Stored records
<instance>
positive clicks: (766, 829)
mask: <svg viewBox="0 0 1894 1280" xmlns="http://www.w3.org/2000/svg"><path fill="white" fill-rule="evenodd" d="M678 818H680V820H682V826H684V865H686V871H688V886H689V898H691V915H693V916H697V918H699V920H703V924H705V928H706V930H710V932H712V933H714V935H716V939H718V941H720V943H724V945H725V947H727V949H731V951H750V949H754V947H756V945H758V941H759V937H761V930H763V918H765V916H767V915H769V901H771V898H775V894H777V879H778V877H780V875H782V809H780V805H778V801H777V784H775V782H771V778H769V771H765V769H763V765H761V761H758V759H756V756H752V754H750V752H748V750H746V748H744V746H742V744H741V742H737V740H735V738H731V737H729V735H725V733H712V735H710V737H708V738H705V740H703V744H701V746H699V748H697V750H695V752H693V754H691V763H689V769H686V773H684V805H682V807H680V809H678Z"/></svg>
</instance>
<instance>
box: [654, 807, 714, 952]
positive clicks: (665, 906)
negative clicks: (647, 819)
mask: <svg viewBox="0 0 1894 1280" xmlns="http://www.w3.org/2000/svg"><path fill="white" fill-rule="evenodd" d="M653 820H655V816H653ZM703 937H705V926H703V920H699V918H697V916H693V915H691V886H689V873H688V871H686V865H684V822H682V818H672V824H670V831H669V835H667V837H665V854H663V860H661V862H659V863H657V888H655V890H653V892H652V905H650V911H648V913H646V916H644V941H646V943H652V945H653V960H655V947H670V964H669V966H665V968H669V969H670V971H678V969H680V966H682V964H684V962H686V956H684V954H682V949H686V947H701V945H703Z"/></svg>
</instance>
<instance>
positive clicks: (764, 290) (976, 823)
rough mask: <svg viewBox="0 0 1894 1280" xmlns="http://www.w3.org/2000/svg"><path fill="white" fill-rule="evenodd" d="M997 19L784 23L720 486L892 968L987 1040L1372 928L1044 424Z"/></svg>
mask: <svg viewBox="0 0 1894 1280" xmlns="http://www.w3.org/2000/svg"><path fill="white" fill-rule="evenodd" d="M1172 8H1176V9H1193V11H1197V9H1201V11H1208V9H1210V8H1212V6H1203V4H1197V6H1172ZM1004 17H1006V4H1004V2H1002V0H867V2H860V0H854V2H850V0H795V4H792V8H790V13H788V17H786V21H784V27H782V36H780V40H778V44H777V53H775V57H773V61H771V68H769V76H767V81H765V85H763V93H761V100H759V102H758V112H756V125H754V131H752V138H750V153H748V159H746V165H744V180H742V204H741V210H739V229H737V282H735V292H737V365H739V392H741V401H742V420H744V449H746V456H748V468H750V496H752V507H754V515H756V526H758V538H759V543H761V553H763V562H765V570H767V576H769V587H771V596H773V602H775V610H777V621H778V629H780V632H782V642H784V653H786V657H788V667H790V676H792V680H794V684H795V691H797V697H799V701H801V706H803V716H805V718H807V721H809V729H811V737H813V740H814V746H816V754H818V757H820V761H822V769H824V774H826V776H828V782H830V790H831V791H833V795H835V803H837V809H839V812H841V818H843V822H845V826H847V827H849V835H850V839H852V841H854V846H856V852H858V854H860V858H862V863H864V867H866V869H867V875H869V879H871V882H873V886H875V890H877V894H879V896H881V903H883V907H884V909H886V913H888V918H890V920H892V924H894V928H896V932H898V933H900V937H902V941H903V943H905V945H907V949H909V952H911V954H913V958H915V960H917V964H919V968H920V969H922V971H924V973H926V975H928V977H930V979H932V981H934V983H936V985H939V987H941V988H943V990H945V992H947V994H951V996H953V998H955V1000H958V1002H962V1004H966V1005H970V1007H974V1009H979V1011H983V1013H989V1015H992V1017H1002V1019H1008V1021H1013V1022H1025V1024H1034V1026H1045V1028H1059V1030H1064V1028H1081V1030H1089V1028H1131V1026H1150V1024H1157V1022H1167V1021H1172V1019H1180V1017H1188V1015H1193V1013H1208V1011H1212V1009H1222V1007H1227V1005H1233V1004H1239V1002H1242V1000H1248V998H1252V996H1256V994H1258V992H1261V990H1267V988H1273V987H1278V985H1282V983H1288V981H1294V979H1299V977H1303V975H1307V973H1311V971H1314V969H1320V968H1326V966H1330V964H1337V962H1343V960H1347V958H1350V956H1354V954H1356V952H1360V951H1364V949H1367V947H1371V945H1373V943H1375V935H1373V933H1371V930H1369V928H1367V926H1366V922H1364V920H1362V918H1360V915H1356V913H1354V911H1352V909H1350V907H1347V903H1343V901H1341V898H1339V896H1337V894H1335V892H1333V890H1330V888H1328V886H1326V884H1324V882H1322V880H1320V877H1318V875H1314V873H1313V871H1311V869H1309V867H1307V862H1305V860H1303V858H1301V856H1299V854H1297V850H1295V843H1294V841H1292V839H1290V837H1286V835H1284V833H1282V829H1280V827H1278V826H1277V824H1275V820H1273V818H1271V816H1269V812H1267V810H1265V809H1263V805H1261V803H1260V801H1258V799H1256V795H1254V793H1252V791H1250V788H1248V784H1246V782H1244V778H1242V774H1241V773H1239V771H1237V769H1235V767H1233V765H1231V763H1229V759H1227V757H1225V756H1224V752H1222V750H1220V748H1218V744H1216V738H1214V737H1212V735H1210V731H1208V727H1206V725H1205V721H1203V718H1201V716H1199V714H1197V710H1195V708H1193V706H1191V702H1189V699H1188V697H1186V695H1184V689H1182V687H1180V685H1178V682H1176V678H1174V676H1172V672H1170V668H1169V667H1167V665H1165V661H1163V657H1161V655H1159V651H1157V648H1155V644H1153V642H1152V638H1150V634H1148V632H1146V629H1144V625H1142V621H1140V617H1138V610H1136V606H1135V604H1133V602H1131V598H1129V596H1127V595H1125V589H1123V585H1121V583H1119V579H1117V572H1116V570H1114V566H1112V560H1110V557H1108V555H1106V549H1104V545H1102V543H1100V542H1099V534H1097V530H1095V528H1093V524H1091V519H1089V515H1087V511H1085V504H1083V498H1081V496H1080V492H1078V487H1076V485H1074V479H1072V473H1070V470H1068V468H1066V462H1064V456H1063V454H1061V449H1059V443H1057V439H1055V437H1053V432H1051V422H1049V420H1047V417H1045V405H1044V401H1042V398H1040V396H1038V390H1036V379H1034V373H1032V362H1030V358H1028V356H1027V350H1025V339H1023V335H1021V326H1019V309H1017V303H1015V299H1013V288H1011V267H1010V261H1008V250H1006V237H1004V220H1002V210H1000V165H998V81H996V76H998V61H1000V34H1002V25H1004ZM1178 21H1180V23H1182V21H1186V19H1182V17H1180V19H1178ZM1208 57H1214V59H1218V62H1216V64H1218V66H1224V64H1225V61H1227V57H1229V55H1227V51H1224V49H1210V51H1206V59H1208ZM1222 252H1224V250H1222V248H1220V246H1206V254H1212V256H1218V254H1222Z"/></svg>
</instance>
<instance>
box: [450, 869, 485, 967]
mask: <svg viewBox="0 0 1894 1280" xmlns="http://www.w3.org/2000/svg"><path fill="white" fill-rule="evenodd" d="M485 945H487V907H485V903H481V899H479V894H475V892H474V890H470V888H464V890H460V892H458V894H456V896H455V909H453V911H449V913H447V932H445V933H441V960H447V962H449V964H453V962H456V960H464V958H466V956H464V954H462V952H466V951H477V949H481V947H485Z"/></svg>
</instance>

■ **Work instructions**
Reproduce the records above in full, without altering a single character.

■ **Answer below**
<instance>
positive clicks: (766, 829)
mask: <svg viewBox="0 0 1894 1280" xmlns="http://www.w3.org/2000/svg"><path fill="white" fill-rule="evenodd" d="M678 818H680V820H682V826H684V865H686V871H688V886H689V898H691V915H693V916H697V918H699V920H703V924H705V928H706V930H710V932H712V933H714V935H716V939H718V941H720V943H724V945H725V947H727V949H731V951H750V949H754V947H756V945H758V941H759V937H761V930H763V918H765V916H767V915H769V901H771V898H775V894H777V879H778V877H780V875H782V809H780V805H778V801H777V784H775V782H771V778H769V771H765V769H763V765H761V761H758V759H756V756H752V754H750V752H748V750H746V748H744V746H742V744H741V742H737V740H735V738H731V737H729V735H725V733H712V735H710V737H708V738H705V740H703V744H701V746H699V748H697V750H695V752H693V754H691V763H689V769H686V773H684V805H682V807H680V809H678Z"/></svg>
</instance>
<instance>
box: [654, 807, 714, 952]
positive clicks: (665, 906)
negative clicks: (647, 819)
mask: <svg viewBox="0 0 1894 1280" xmlns="http://www.w3.org/2000/svg"><path fill="white" fill-rule="evenodd" d="M653 820H655V816H653ZM703 937H705V926H703V920H699V918H697V916H693V915H691V886H689V873H688V871H686V865H684V822H682V818H672V824H670V831H669V835H667V837H665V854H663V860H661V862H659V863H657V888H655V890H653V892H652V905H650V911H648V913H646V916H644V941H646V943H652V945H653V960H655V947H670V964H669V966H665V968H669V969H670V971H678V969H680V966H682V964H684V962H686V956H684V954H682V949H686V947H701V945H703Z"/></svg>
</instance>
<instance>
positive clicks: (764, 290) (976, 823)
rough mask: <svg viewBox="0 0 1894 1280" xmlns="http://www.w3.org/2000/svg"><path fill="white" fill-rule="evenodd" d="M997 19L784 23L720 486L892 968L987 1040L1372 928L1044 424Z"/></svg>
mask: <svg viewBox="0 0 1894 1280" xmlns="http://www.w3.org/2000/svg"><path fill="white" fill-rule="evenodd" d="M1172 8H1176V9H1193V11H1197V9H1201V11H1208V9H1210V8H1212V6H1203V4H1197V6H1172ZM1004 17H1006V4H1004V2H1002V0H867V2H860V0H854V2H850V0H795V4H792V8H790V13H788V17H786V21H784V27H782V36H780V40H778V44H777V53H775V57H773V61H771V68H769V76H767V81H765V85H763V93H761V100H759V102H758V112H756V125H754V131H752V138H750V153H748V159H746V165H744V180H742V204H741V210H739V229H737V282H735V292H737V365H739V392H741V401H742V420H744V449H746V456H748V468H750V496H752V507H754V515H756V526H758V538H759V543H761V553H763V562H765V570H767V576H769V587H771V596H773V602H775V610H777V621H778V629H780V632H782V642H784V653H786V657H788V667H790V676H792V680H794V684H795V691H797V697H799V701H801V706H803V716H805V718H807V721H809V729H811V737H813V740H814V746H816V754H818V757H820V761H822V769H824V774H826V776H828V782H830V790H831V791H833V795H835V803H837V809H839V812H841V818H843V822H845V826H847V827H849V835H850V839H852V841H854V846H856V852H858V854H860V858H862V863H864V867H866V869H867V875H869V879H871V882H873V886H875V890H877V894H879V896H881V903H883V907H884V909H886V913H888V918H890V920H892V924H894V928H896V932H898V933H900V937H902V941H903V943H905V945H907V949H909V952H911V954H913V958H915V960H917V964H919V968H920V969H922V971H924V973H926V975H928V977H930V979H932V981H934V983H936V985H939V987H941V988H943V990H945V992H947V994H951V996H953V998H955V1000H958V1002H962V1004H966V1005H970V1007H974V1009H979V1011H983V1013H989V1015H992V1017H1002V1019H1008V1021H1013V1022H1025V1024H1034V1026H1045V1028H1059V1030H1064V1028H1081V1030H1089V1028H1131V1026H1150V1024H1157V1022H1167V1021H1172V1019H1180V1017H1188V1015H1193V1013H1208V1011H1212V1009H1222V1007H1227V1005H1233V1004H1239V1002H1242V1000H1248V998H1252V996H1256V994H1258V992H1261V990H1267V988H1273V987H1278V985H1282V983H1288V981H1294V979H1299V977H1303V975H1307V973H1311V971H1314V969H1320V968H1326V966H1330V964H1337V962H1343V960H1347V958H1350V956H1354V954H1356V952H1360V951H1364V949H1367V947H1371V945H1373V943H1375V935H1373V933H1371V930H1369V928H1367V926H1366V922H1364V920H1362V918H1360V915H1356V913H1354V911H1352V909H1350V907H1347V903H1343V901H1341V898H1339V896H1337V894H1335V892H1333V890H1330V888H1328V886H1326V884H1324V882H1322V880H1320V877H1318V875H1314V873H1313V871H1311V869H1309V867H1307V862H1305V860H1303V858H1301V856H1299V854H1297V850H1295V843H1294V841H1292V839H1290V837H1286V835H1284V833H1282V829H1280V827H1278V826H1277V824H1275V820H1273V818H1271V816H1269V812H1267V810H1265V809H1263V805H1261V803H1260V801H1258V799H1256V795H1254V793H1252V791H1250V788H1248V784H1246V782H1244V778H1242V774H1241V773H1239V771H1237V769H1235V767H1233V765H1231V763H1229V759H1227V757H1225V756H1224V752H1222V750H1220V748H1218V744H1216V738H1214V737H1212V735H1210V731H1208V727H1206V725H1205V721H1203V718H1201V716H1199V714H1197V710H1195V708H1193V706H1191V702H1189V699H1188V697H1186V695H1184V689H1182V687H1180V685H1178V682H1176V678H1174V676H1172V672H1170V668H1169V667H1167V665H1165V661H1163V657H1161V655H1159V651H1157V648H1155V644H1153V642H1152V638H1150V634H1148V632H1146V629H1144V625H1142V621H1140V617H1138V610H1136V606H1135V604H1133V602H1131V598H1129V596H1127V595H1125V589H1123V585H1121V583H1119V579H1117V572H1116V570H1114V566H1112V560H1110V557H1108V555H1106V549H1104V545H1102V543H1100V542H1099V534H1097V530H1095V528H1093V524H1091V519H1089V515H1087V511H1085V504H1083V498H1081V496H1080V492H1078V487H1076V485H1074V479H1072V473H1070V470H1068V468H1066V462H1064V456H1063V454H1061V449H1059V443H1057V439H1055V437H1053V432H1051V422H1049V420H1047V417H1045V405H1044V401H1042V398H1040V396H1038V390H1036V379H1034V373H1032V362H1030V358H1028V356H1027V350H1025V339H1023V335H1021V326H1019V309H1017V303H1015V299H1013V288H1011V267H1010V261H1008V250H1006V237H1004V220H1002V210H1000V165H998V81H996V76H998V61H1000V34H1002V25H1004ZM1178 21H1180V23H1182V21H1186V19H1182V17H1180V19H1178ZM1208 57H1214V59H1218V62H1216V64H1218V66H1224V64H1225V61H1227V57H1229V55H1227V51H1224V49H1210V51H1206V59H1208ZM1222 252H1224V250H1222V248H1220V246H1206V254H1212V256H1218V254H1222Z"/></svg>
</instance>
<instance>
box: [450, 869, 485, 967]
mask: <svg viewBox="0 0 1894 1280" xmlns="http://www.w3.org/2000/svg"><path fill="white" fill-rule="evenodd" d="M485 945H487V907H485V903H481V899H479V894H475V892H474V890H470V888H464V890H460V892H458V894H456V896H455V909H453V911H449V913H447V932H445V933H441V960H447V962H449V964H453V962H456V960H464V958H466V956H464V954H462V952H466V951H477V949H481V947H485Z"/></svg>
</instance>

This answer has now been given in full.